Exercise details »
Find every line in the rows below that contains the string "handbag", and copy each such line in full.

[Location identification items]
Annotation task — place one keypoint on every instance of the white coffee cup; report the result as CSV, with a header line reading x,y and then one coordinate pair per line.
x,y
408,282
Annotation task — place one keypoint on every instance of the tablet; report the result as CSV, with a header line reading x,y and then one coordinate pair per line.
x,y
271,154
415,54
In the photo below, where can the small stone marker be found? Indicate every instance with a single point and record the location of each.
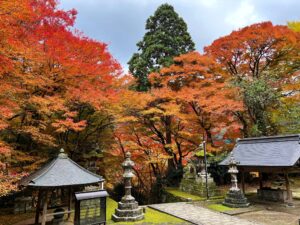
(128, 209)
(235, 197)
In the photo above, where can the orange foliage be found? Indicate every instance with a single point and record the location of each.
(46, 68)
(251, 50)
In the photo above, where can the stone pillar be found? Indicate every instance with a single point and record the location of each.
(235, 198)
(128, 209)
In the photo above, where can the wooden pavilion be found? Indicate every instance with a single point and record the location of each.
(60, 174)
(275, 155)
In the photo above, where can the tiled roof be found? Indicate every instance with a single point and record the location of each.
(61, 171)
(281, 151)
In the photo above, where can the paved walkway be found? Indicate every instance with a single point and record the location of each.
(199, 215)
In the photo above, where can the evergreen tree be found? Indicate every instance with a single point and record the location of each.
(166, 37)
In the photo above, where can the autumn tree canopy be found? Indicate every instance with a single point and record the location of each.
(55, 84)
(261, 57)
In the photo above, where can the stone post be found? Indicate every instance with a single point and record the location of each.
(235, 198)
(128, 209)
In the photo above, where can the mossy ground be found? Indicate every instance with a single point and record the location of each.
(184, 195)
(219, 207)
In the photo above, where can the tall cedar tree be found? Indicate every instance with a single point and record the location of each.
(166, 37)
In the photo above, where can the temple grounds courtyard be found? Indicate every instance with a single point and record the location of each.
(196, 210)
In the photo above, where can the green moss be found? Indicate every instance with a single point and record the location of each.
(219, 207)
(151, 217)
(184, 195)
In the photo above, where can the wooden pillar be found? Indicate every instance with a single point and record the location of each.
(260, 180)
(38, 207)
(45, 204)
(243, 181)
(288, 189)
(70, 202)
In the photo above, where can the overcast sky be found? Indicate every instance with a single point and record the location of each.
(121, 23)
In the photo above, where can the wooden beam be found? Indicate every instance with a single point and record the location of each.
(243, 181)
(288, 189)
(38, 206)
(45, 203)
(70, 202)
(260, 180)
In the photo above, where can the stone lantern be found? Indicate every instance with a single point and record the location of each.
(235, 197)
(128, 209)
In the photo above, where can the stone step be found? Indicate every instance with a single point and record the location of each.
(131, 205)
(128, 219)
(128, 213)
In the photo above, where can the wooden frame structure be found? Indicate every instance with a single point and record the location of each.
(275, 155)
(60, 174)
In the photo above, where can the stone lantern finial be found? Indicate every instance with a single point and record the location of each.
(62, 154)
(235, 197)
(128, 209)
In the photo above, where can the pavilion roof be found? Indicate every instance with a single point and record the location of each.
(62, 171)
(275, 151)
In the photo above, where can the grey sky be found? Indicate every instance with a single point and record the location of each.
(121, 23)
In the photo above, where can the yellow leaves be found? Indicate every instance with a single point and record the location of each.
(152, 111)
(48, 104)
(63, 126)
(126, 119)
(38, 135)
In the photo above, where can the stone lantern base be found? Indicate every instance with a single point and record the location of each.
(128, 210)
(236, 199)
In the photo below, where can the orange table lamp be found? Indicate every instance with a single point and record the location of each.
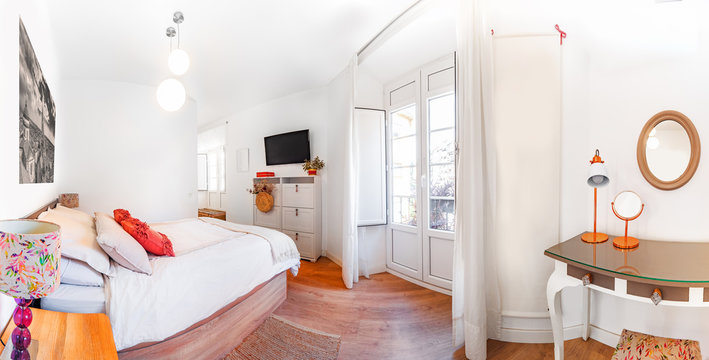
(597, 177)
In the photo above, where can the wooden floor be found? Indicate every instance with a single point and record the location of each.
(386, 317)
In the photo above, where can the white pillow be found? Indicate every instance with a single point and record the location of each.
(78, 241)
(120, 245)
(77, 272)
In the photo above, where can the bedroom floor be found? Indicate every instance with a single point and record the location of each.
(386, 317)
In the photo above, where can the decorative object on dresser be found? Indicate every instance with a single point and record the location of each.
(263, 199)
(30, 257)
(213, 213)
(296, 212)
(63, 335)
(37, 118)
(627, 206)
(668, 150)
(312, 166)
(69, 200)
(597, 177)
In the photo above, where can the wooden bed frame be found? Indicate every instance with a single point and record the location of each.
(217, 335)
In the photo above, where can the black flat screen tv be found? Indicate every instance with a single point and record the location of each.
(288, 148)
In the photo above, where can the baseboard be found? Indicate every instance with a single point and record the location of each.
(419, 282)
(535, 328)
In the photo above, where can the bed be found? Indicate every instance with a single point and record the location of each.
(224, 281)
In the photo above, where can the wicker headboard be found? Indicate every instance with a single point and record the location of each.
(35, 214)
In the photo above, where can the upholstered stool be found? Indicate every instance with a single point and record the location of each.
(639, 346)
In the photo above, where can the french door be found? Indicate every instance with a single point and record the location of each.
(421, 177)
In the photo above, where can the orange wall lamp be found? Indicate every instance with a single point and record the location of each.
(597, 177)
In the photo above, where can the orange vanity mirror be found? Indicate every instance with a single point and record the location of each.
(627, 206)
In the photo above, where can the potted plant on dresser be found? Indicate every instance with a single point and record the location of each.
(312, 166)
(264, 199)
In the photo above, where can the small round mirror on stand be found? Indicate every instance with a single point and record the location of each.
(627, 206)
(668, 150)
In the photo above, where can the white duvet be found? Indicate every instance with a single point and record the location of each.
(209, 272)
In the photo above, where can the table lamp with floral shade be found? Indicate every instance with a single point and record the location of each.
(29, 269)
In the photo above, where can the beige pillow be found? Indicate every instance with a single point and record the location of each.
(120, 246)
(78, 240)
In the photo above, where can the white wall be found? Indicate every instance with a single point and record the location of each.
(19, 200)
(121, 150)
(614, 78)
(246, 129)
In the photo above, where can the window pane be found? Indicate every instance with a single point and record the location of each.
(442, 146)
(404, 151)
(441, 112)
(404, 210)
(443, 180)
(403, 156)
(403, 122)
(443, 214)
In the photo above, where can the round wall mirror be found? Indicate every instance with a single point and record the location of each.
(627, 205)
(668, 150)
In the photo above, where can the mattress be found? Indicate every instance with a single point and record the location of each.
(76, 299)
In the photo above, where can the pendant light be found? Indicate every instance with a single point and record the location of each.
(171, 94)
(178, 61)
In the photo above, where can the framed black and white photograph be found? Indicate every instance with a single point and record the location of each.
(37, 118)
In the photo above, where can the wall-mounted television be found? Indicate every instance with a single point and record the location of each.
(288, 148)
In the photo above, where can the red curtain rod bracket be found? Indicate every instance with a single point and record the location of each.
(562, 35)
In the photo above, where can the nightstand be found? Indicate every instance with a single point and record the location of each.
(69, 336)
(217, 214)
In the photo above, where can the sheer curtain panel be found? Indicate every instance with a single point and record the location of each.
(476, 302)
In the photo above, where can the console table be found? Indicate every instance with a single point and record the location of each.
(677, 269)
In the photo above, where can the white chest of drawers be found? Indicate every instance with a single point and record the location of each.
(296, 212)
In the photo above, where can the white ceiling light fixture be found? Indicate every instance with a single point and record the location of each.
(178, 61)
(171, 94)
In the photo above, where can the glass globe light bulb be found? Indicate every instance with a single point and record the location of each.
(178, 62)
(171, 94)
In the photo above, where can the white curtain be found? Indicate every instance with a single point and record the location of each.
(476, 302)
(350, 243)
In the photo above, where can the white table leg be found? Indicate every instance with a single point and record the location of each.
(557, 281)
(586, 312)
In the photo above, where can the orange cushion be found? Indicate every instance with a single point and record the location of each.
(639, 346)
(151, 240)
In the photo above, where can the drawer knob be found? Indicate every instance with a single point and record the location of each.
(587, 279)
(656, 296)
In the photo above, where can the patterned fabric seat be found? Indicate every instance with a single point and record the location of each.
(638, 346)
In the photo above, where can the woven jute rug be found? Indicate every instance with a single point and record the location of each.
(280, 339)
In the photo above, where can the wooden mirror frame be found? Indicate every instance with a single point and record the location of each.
(695, 147)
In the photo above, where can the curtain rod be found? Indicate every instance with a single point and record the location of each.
(399, 21)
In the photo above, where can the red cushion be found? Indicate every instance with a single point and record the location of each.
(151, 240)
(120, 215)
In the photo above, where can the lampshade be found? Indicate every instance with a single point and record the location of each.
(29, 257)
(597, 175)
(178, 61)
(171, 95)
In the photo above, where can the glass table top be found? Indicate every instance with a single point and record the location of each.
(679, 262)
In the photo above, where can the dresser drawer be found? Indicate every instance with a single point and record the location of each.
(298, 219)
(270, 219)
(305, 242)
(298, 195)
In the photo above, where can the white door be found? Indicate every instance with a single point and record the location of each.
(421, 177)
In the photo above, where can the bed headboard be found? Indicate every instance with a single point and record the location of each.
(35, 214)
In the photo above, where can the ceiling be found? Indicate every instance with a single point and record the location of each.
(242, 52)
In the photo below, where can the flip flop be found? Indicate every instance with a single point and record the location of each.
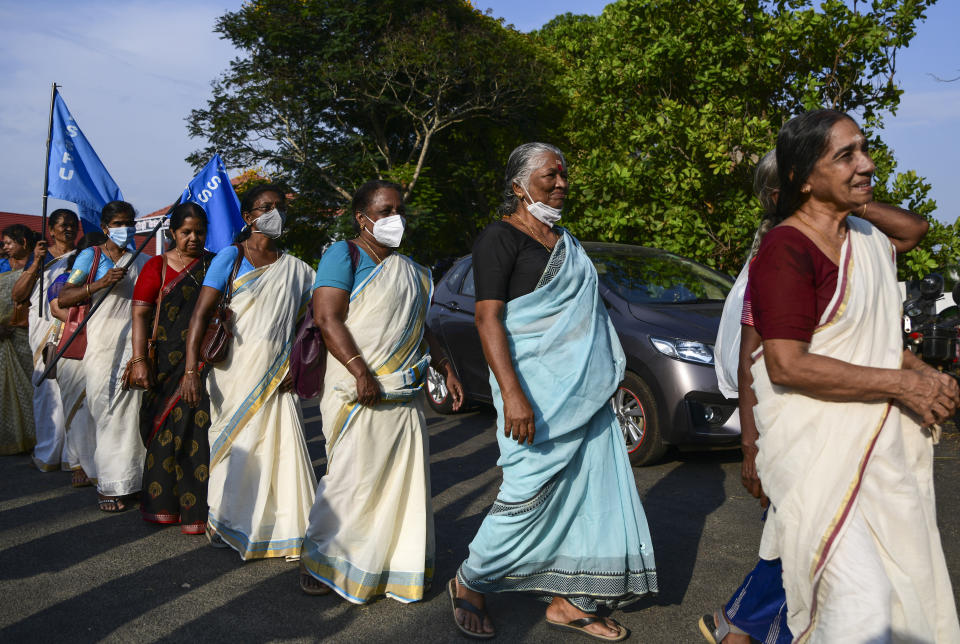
(580, 626)
(711, 630)
(80, 479)
(111, 504)
(322, 589)
(463, 604)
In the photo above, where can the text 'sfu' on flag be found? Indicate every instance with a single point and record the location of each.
(212, 190)
(75, 172)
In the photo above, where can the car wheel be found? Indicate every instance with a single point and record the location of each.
(636, 411)
(438, 396)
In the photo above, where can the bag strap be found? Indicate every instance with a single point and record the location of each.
(354, 252)
(156, 311)
(97, 252)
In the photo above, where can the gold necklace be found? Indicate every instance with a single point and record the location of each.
(532, 233)
(247, 248)
(823, 238)
(183, 267)
(370, 250)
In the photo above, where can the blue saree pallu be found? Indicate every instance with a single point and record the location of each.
(568, 520)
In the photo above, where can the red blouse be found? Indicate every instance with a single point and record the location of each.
(148, 285)
(791, 283)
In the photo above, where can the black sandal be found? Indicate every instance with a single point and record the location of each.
(463, 604)
(580, 626)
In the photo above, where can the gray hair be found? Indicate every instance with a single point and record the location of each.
(520, 165)
(766, 185)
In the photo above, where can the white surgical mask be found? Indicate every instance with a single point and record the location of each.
(270, 223)
(121, 236)
(388, 230)
(542, 211)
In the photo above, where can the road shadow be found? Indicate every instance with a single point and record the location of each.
(94, 614)
(677, 507)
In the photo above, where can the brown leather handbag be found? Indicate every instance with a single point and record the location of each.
(76, 315)
(216, 341)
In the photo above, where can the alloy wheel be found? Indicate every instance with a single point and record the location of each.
(630, 415)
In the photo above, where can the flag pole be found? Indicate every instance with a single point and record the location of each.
(96, 306)
(46, 184)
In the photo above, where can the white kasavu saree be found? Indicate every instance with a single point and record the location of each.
(261, 482)
(568, 520)
(119, 451)
(371, 527)
(80, 439)
(47, 407)
(820, 462)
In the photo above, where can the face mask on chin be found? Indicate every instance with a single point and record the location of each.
(388, 231)
(121, 236)
(270, 224)
(541, 211)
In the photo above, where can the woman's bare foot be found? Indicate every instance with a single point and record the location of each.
(465, 618)
(562, 611)
(80, 478)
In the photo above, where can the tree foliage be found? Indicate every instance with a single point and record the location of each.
(331, 93)
(671, 104)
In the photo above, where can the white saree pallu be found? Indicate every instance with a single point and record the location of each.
(119, 451)
(261, 482)
(833, 468)
(80, 439)
(47, 408)
(371, 528)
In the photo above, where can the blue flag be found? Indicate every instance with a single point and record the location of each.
(212, 190)
(75, 172)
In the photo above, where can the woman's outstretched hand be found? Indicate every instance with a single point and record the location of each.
(932, 395)
(190, 389)
(518, 418)
(368, 389)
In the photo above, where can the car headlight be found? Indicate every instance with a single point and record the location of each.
(686, 350)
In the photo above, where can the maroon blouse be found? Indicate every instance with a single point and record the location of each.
(791, 284)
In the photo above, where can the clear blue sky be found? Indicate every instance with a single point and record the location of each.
(131, 71)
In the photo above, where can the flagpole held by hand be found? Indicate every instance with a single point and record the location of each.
(46, 185)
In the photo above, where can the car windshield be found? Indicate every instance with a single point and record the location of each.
(654, 277)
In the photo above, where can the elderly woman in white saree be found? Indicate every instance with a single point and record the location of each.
(371, 528)
(847, 467)
(119, 451)
(261, 481)
(47, 406)
(567, 526)
(80, 430)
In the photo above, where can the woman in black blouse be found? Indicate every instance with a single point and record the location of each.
(567, 525)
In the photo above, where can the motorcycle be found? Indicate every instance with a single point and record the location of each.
(933, 337)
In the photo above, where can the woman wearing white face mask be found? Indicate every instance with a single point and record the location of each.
(119, 453)
(371, 528)
(567, 526)
(261, 481)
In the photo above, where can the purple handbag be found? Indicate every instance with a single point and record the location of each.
(308, 357)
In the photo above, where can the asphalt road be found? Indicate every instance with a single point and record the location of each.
(71, 573)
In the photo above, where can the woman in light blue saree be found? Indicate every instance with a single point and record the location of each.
(567, 525)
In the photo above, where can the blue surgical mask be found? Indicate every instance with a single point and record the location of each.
(122, 237)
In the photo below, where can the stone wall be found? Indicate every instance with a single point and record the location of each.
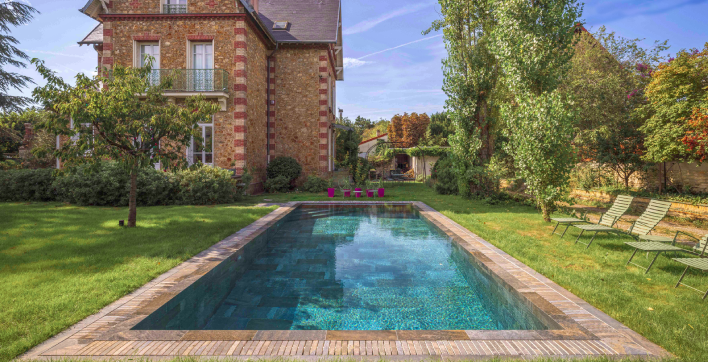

Answer to this task »
In the photo above, where can the brown leather handbag be found? Indicate every instance with a single point and record the location of each.
In the photo above, where can the purple handbag be found? Indicate every instance with a single point and record the location of each.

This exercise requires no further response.